__EXERCISE REQUIREMENTS__.
What do the entries below say? Restate them word for word.
Start of INPUT DATA
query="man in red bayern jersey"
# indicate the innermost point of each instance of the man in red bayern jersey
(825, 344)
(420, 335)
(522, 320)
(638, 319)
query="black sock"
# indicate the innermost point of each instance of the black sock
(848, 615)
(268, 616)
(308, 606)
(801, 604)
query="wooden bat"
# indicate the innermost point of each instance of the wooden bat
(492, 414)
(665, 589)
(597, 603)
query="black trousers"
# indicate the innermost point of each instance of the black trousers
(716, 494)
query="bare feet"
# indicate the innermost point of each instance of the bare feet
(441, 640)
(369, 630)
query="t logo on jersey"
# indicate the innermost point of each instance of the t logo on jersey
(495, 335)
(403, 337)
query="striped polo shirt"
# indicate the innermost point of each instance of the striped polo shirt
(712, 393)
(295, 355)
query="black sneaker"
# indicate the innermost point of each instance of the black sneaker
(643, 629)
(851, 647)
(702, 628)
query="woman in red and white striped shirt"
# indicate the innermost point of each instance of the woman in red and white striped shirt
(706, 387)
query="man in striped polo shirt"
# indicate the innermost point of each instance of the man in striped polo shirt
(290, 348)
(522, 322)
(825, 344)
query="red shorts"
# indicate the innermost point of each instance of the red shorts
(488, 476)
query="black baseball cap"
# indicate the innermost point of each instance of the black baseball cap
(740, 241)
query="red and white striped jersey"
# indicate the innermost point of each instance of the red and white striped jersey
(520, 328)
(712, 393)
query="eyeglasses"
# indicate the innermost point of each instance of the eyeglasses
End of INPUT DATA
__EXERCISE ANSWER__.
query="man in red bayern jersey"
# indicate the innermost point of each instance of the man in red bayern jersey
(825, 344)
(420, 335)
(522, 320)
(638, 319)
query="black sock"
# indicate the innermost point of each instance of the black sock
(848, 615)
(268, 616)
(308, 606)
(801, 604)
query="wooden bat"
# indicate the innermost point of each instance of the wooden bat
(492, 414)
(665, 589)
(597, 603)
query="black trousers"
# indicate the innermost point of each instance of the black trousers
(716, 494)
query="bare feet"
# indicate the innermost point of each instance of the bare feet
(441, 640)
(369, 630)
query="t logo on jersey"
# indicate the innermost point of each instance of the t logo on jersey
(495, 335)
(403, 337)
query="striped polo shirt"
# indicate the innermost point of each instance of the striped polo shirt
(712, 393)
(295, 355)
query="black sneaker"
# indicate the innermost point of each instance of the black sneaker
(643, 629)
(851, 647)
(702, 628)
query="woman in red and white striped shirt"
# indicate the innermost point of each instance of the woman in red and white striped shirt
(706, 387)
query="man in striped polo shirt"
# indicate the innermost point of each instance of the man in striped polo shirt
(290, 348)
(522, 322)
(825, 344)
query="red shorts"
# indicate the innermost point of each instance of the red shorts
(488, 476)
query="black baseball cap"
# indicate the innermost point of each instance of the black baseball cap
(740, 241)
query="red and white striped jersey"
# indicate the innermost point of each instance of the red and white striped jersey
(520, 328)
(712, 393)
query="eyeglasses"
# indicate the innermost point of each instance of the eyeglasses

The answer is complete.